Task directions
In the article about the premature baby, what did Beckie Frost think was happening when she went into labour?

A mum has told how her premature baby survived after 99 days in neo-natal intensive care – having thought she had trapped wind when she went into labour.
Beckie Frost, from Hull, is now planning a big celebration for Elsie-May’s first birthday after being warned she may not survive.
She was born 25 weeks and four days into the pregnancy with doctors telling Beckie and partner Joey Bilton that there was a risk of Elsie-May not making it.
But thanks to the care of neo-natal doctors and nurses at Hull Royal Infirmary, Elsie-May is now fit and healthy after almost 100 days in intensive care.
Beckie, a dental nurse, said how she was shocked to find she was in labour.
“I had a really normal pregnancy, just sickness, that’s all. There was no indication that anything would go wrong,” she said.
“I absolutely didn’t think it was the start of labour. I thought it was trapped wind, it was just all in my back and it was coming and going.
“I had a bath while Joey was making my tea. But then when I went to the toilet there was a small amount of blood, so I rang the hospital.”
When Beckie arrived at Hull Women and Children’s Hospital she was examined, and told she was already in labour.
Worse was to come when doctors told her in the delivery suite that as the baby was so premature it was possible she might not survive.
“They said there was a chance she might not make it, and she could also pass away before I delivered her, from the stress of the delivery,” said Beckie.
“They asked if I wanted them to keep monitoring her heartbeat, which I did, so they checked every few minutes.
“I was terrified, but also I don’t think I was really taking it all in, it was like a dream. It didn’t really hit me until I called my mum to tell her.
“Joey kept taking himself off into the bathroom to compose himself.”
Elsie May was born weighing just 1lb 13 ounces and was immediately incubated and did well for several days until she had a problem with her intestines.
“She wasn’t tolerating her feeds and an X-ray showed she had a perforation in her intestines. The doctors showed the X-ray results to the surgeons and they wanted to operate immediately,” said Beckie.

Entries shown
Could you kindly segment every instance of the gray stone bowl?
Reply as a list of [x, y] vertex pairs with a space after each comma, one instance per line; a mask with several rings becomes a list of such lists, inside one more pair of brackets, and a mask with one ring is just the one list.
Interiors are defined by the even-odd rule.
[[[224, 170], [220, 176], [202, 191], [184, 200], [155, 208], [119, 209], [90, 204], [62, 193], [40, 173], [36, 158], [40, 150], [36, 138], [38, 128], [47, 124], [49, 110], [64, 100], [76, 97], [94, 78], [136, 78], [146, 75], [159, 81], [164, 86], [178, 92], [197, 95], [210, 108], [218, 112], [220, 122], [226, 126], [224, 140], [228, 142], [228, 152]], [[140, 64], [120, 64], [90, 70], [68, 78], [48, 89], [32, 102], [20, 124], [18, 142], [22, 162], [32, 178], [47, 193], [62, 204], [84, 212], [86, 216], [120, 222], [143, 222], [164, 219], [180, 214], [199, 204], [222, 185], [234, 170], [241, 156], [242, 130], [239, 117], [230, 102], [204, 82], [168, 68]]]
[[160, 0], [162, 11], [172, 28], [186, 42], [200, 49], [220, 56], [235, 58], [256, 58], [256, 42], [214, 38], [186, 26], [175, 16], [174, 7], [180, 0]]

Expected answer
She thought she had trapped wind.